> [WHAT THIS TASK INVOLVES]
Copy the entries exactly. Leave out any pictures.

--- DATA FOR PROCESSING ---

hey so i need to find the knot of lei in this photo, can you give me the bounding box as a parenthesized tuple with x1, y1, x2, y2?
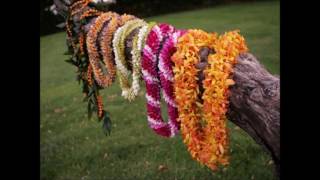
(141, 23, 186, 137)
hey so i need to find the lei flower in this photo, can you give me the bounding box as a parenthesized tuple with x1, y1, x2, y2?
(86, 12, 118, 88)
(70, 0, 91, 16)
(141, 24, 183, 137)
(172, 29, 248, 170)
(99, 13, 121, 85)
(112, 19, 146, 101)
(80, 8, 103, 20)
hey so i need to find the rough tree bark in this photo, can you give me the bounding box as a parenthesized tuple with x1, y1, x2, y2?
(227, 53, 280, 177)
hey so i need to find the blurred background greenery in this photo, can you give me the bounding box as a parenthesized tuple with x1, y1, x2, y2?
(40, 0, 278, 35)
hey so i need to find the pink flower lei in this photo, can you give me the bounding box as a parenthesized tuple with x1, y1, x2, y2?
(141, 23, 185, 137)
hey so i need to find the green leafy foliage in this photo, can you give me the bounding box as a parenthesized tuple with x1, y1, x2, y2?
(102, 111, 112, 136)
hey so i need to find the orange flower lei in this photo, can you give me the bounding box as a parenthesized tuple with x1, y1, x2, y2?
(65, 20, 77, 51)
(87, 64, 93, 86)
(99, 13, 121, 83)
(86, 12, 118, 87)
(67, 0, 101, 54)
(78, 32, 85, 55)
(119, 14, 136, 27)
(172, 29, 248, 170)
(70, 0, 91, 16)
(80, 8, 103, 20)
(78, 8, 103, 56)
(70, 0, 88, 9)
(97, 95, 104, 118)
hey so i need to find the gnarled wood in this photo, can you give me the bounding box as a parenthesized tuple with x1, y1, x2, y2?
(227, 53, 280, 177)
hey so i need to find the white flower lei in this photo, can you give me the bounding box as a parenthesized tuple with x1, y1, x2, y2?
(112, 19, 146, 101)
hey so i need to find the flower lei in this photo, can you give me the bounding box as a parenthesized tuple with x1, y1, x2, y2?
(127, 22, 157, 100)
(137, 22, 157, 56)
(99, 13, 120, 85)
(80, 8, 103, 20)
(141, 24, 182, 137)
(86, 12, 118, 88)
(112, 19, 147, 101)
(70, 0, 91, 16)
(172, 29, 247, 170)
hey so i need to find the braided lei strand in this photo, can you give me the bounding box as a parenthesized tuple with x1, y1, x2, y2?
(157, 29, 187, 137)
(86, 12, 118, 88)
(99, 13, 120, 84)
(172, 29, 248, 170)
(129, 22, 157, 99)
(141, 24, 182, 137)
(113, 19, 147, 101)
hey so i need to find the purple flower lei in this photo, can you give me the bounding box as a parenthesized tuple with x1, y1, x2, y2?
(141, 23, 185, 137)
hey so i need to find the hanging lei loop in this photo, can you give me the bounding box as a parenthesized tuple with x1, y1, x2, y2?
(99, 13, 121, 85)
(86, 12, 119, 87)
(70, 0, 91, 16)
(112, 19, 147, 101)
(141, 23, 182, 137)
(172, 29, 248, 170)
(66, 0, 103, 54)
(157, 29, 187, 137)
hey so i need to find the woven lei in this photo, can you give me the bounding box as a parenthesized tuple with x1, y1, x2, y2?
(172, 29, 248, 170)
(112, 19, 147, 101)
(86, 12, 118, 87)
(141, 23, 182, 137)
(172, 29, 218, 170)
(99, 13, 120, 85)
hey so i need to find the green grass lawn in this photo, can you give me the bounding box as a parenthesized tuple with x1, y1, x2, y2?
(40, 1, 279, 179)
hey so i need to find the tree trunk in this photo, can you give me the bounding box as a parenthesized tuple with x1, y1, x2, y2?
(227, 53, 280, 178)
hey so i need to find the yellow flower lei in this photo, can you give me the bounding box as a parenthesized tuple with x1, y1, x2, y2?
(172, 29, 248, 170)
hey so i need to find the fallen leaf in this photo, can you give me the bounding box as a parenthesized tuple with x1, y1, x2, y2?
(103, 153, 108, 159)
(144, 161, 151, 167)
(139, 91, 145, 96)
(158, 165, 168, 171)
(225, 79, 235, 86)
(54, 108, 63, 113)
(234, 126, 240, 130)
(251, 175, 255, 180)
(223, 167, 228, 172)
(107, 94, 117, 101)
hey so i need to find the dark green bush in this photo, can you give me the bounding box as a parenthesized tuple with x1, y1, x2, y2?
(40, 0, 269, 35)
(108, 0, 225, 18)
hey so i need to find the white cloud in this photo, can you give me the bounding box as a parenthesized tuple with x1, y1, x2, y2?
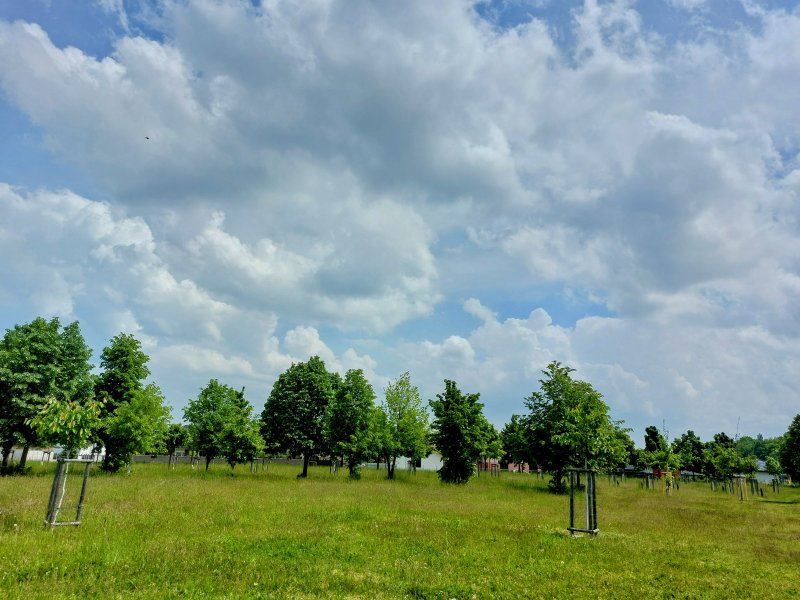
(1, 0, 799, 439)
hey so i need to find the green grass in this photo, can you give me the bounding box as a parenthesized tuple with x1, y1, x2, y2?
(1, 463, 798, 599)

---

> [FINAL ANSWER]
hey so i need to find the knot of lei in this photo, can you give me the bounding box as a parenthesized tuple with x1, y1, x2, y2?
(141, 23, 186, 137)
hey so i need to find the lei flower in this photo, can you give me the bounding box as a parenthesized tuple with x1, y1, x2, y2?
(86, 12, 118, 88)
(70, 0, 91, 16)
(141, 24, 183, 137)
(172, 29, 248, 170)
(99, 13, 121, 85)
(112, 19, 146, 101)
(80, 8, 103, 20)
hey so i need to find the rough tree bark in this photo, can you give me the bounding box as a parenthesized tuple with x1, y1, x2, y2?
(227, 53, 280, 177)
hey so i need to find the blurred background greenery in this photo, can you give me the bounding box as a parenthesized tuple with x1, y1, x2, y2?
(40, 0, 278, 35)
hey so i need to find the pink flower lei in this photo, can you give me the bounding box as a parenthesized tuple with x1, y1, x2, y2?
(141, 23, 185, 137)
hey so i need to find the green leafy foliage in this photo, can you give me the bounding box as a parenthesized tuple with x1, y1, x2, y2?
(102, 111, 112, 136)
hey so i need to find the orange flower lei in this photo, can you give me the bounding box as a parenthesized tuple with x1, y1, x2, y2?
(65, 20, 77, 51)
(87, 64, 93, 86)
(99, 13, 121, 83)
(86, 12, 118, 87)
(67, 0, 101, 54)
(78, 32, 85, 55)
(119, 14, 136, 27)
(172, 29, 248, 170)
(70, 0, 91, 16)
(80, 8, 103, 20)
(78, 8, 103, 56)
(70, 0, 88, 9)
(97, 95, 104, 118)
hey so i need to find the gnarled wood in this photo, can you give me the bounding box as a parenthesized tuple with x1, y1, x2, y2?
(227, 53, 280, 177)
hey so i need to find the white flower lei in this photo, can you give me the bounding box as a parenthesized tuple with x1, y1, x2, y2?
(112, 19, 146, 101)
hey so i need to find the flower lei in this photo, can you give me the bounding box as a parenthesized tuple with x1, y1, x2, y2?
(127, 22, 157, 100)
(137, 22, 157, 56)
(99, 13, 120, 85)
(80, 8, 103, 20)
(141, 24, 182, 137)
(86, 12, 118, 88)
(112, 19, 147, 101)
(70, 0, 91, 16)
(172, 29, 247, 170)
hey so i need to find the braided lei strand in this photo, can you give me the bounding box as a parenthesized tuple with x1, y1, x2, y2?
(157, 29, 187, 137)
(86, 12, 118, 88)
(99, 13, 120, 84)
(172, 29, 248, 170)
(129, 22, 157, 99)
(141, 24, 182, 137)
(113, 19, 147, 101)
hey so i need to find the purple flower lei in this photo, can you give me the bounding box as a parenthesized tuple with x1, y1, x2, y2?
(141, 23, 185, 137)
hey so i need to find the hanging lei loop in this photo, can you give me the bounding box as a parenthesized tuple with x1, y1, x2, y2?
(99, 13, 121, 85)
(86, 12, 119, 87)
(70, 0, 91, 16)
(112, 19, 147, 101)
(141, 23, 182, 137)
(172, 29, 248, 170)
(66, 0, 103, 54)
(157, 29, 187, 137)
hey so i need to find the woven lei in this photo, can you give me the bounding box as a parenthesized tuple with x1, y1, x2, y2?
(172, 29, 248, 170)
(112, 19, 147, 101)
(86, 12, 118, 87)
(141, 23, 182, 137)
(172, 29, 218, 170)
(99, 13, 120, 85)
hey so i need to find the green grass lawn in this photo, can you give me the bounding box as a parenthesized tuple with x1, y1, x2, y2?
(40, 1, 279, 179)
hey so i need to find the tree trunk in this photo, can you give me the bounding box as a parenthesized tuple with x1, y1, x2, y2?
(227, 53, 280, 178)
hey so i need to find the yellow flower lei in this photo, can you give me the bounding box as a parenthesized tuple with x1, y1, x2, y2?
(172, 29, 248, 170)
hey so i need to find the fallen leaf in this photo, can you give me the bounding box as a parenthesized tuple with x1, y1, x2, y2?
(103, 153, 108, 159)
(144, 161, 151, 167)
(139, 91, 145, 96)
(158, 165, 168, 171)
(225, 79, 235, 86)
(54, 108, 63, 113)
(234, 126, 240, 130)
(251, 175, 255, 180)
(223, 167, 228, 172)
(107, 94, 117, 101)
hey so i need to find the dark green bush in this photo, can you give me the bounding box as a parenthesized tuple with x1, y1, x2, y2?
(40, 0, 269, 35)
(108, 0, 225, 18)
hey so i need to find the white cloud in this photo, can you give me the bounding box as a parenthesized tuple with x1, y1, x2, y2?
(1, 0, 799, 439)
hey so i need to find the green grass in this photo, can you give me the bounding box as a parenthesized tuple with x1, y1, x2, y2?
(1, 463, 798, 599)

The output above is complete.